▶ **AIM**: Rewrite all of the entries below, substituting "contour" for each occurrence of "outline" and leaving everything else unchanged.

▶ **PROVIDED DATA**:
■ ■ ■
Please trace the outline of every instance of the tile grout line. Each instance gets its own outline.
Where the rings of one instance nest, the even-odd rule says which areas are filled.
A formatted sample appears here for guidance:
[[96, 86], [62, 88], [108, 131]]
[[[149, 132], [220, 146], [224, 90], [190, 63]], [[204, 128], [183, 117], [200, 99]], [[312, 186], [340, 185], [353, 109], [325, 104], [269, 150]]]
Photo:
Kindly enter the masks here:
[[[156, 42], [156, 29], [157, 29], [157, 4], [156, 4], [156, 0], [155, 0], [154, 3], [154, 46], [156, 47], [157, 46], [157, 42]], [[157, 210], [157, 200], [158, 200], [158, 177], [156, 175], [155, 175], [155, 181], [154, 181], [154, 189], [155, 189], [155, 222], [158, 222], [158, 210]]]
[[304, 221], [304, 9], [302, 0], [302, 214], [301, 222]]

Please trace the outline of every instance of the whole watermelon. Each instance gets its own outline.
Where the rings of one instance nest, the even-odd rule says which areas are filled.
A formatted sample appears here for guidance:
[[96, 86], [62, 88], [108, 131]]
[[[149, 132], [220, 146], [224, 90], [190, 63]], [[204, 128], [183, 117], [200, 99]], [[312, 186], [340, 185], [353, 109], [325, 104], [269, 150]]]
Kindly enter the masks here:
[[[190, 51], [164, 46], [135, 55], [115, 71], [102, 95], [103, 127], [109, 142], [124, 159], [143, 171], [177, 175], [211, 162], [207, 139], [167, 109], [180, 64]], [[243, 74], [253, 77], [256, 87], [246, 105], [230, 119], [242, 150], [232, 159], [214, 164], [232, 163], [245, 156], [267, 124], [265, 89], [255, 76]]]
■ ■ ■
▶ **ANSWER TO THE EXERCISE**:
Please trace the contour of every instance of the tile grout line. Each instance gets its own contour.
Where the rings of one instance nest, the even-odd rule says which areas are filled.
A formatted sample appears here for guidance:
[[96, 86], [62, 88], [108, 131]]
[[[149, 132], [220, 146], [224, 90], [190, 63]], [[204, 128], [183, 117], [200, 99]], [[312, 186], [340, 185], [353, 109], [325, 104], [269, 150]]]
Photo:
Kindly enter the masks here:
[[[156, 42], [156, 29], [157, 29], [157, 4], [156, 4], [156, 0], [155, 0], [154, 3], [154, 46], [156, 47], [157, 46], [157, 42]], [[157, 210], [157, 200], [158, 200], [158, 177], [156, 175], [155, 175], [155, 181], [154, 181], [154, 189], [155, 189], [155, 222], [158, 222], [158, 210]]]
[[304, 221], [304, 9], [302, 0], [302, 214], [301, 222]]

Please trace the contour of every instance of the whole watermelon. Each instance gets its own contour.
Where the rings of one instance nest, the even-odd rule says which areas are filled.
A formatted sample appears here for guidance:
[[96, 86], [62, 88], [108, 131]]
[[[149, 132], [220, 146], [224, 90], [190, 63]], [[204, 128], [183, 117], [200, 99]], [[312, 186], [340, 185], [353, 109], [325, 104], [269, 150]]]
Kindly enter the masks here:
[[[190, 51], [164, 46], [135, 55], [115, 71], [102, 95], [103, 127], [109, 142], [124, 159], [143, 171], [177, 175], [211, 162], [207, 139], [167, 109], [180, 64]], [[243, 74], [253, 77], [256, 87], [246, 105], [230, 119], [242, 150], [232, 159], [214, 164], [232, 163], [245, 156], [267, 124], [265, 89], [255, 76]]]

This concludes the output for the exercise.